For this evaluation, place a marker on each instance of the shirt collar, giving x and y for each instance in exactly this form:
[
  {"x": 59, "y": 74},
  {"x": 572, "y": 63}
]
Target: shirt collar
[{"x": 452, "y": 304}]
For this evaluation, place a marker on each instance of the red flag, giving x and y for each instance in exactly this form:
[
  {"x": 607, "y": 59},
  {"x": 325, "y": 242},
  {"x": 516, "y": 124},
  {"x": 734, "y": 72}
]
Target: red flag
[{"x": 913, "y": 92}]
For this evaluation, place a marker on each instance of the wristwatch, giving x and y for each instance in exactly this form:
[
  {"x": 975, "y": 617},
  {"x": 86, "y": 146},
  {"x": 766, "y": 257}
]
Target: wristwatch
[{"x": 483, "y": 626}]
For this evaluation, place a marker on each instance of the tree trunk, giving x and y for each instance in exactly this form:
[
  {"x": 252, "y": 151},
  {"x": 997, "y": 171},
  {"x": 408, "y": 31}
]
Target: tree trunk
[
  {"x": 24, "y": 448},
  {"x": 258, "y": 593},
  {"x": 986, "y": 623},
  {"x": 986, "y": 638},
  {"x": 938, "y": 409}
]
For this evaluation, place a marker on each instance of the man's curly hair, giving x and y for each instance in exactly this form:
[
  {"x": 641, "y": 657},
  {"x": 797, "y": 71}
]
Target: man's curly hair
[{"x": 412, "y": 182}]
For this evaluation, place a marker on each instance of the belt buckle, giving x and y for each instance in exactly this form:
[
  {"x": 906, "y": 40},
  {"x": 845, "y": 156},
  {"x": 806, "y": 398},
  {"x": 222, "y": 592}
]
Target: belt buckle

*WHAT TO PRODUCE:*
Copy the material above word for word, from start to finish, without changing anything.

*RESULT OF THE EXERCISE:*
For this evaluation, place a marker on each instance of the shirt collar, giving x and y for each instance in exactly this form:
[
  {"x": 59, "y": 74},
  {"x": 572, "y": 63}
]
Target: shirt collar
[{"x": 452, "y": 304}]
For this evaluation, place a marker on each instance of the red flag, giving x and y for each instance in exactly this form:
[
  {"x": 607, "y": 59},
  {"x": 325, "y": 242},
  {"x": 516, "y": 124},
  {"x": 734, "y": 72}
]
Target: red flag
[{"x": 913, "y": 92}]
For this evaluation, place a marker on each instance of the wristwatch, giving x and y for each instance in exactly this form:
[
  {"x": 975, "y": 617},
  {"x": 86, "y": 146},
  {"x": 766, "y": 257}
]
Target: wristwatch
[{"x": 483, "y": 626}]
For this evaluation, place a marker on each instance of the tree trunk, giving x and y for each instance in exactly this form:
[
  {"x": 252, "y": 151},
  {"x": 997, "y": 171},
  {"x": 408, "y": 31}
]
Target: tree trunk
[
  {"x": 24, "y": 448},
  {"x": 258, "y": 593},
  {"x": 986, "y": 623},
  {"x": 986, "y": 638},
  {"x": 938, "y": 409}
]
For this evaluation, place a marker on each instance of the man's curly hair, giving x and y for each instance in exactly this form:
[
  {"x": 641, "y": 657},
  {"x": 797, "y": 71}
]
Target: man's curly hair
[{"x": 412, "y": 182}]
For this evaluation, place a marker on each instance of the belt buckle, giving x and y for each instance in exactly this form:
[
  {"x": 906, "y": 40},
  {"x": 845, "y": 156},
  {"x": 806, "y": 398},
  {"x": 222, "y": 592}
]
Target: belt buckle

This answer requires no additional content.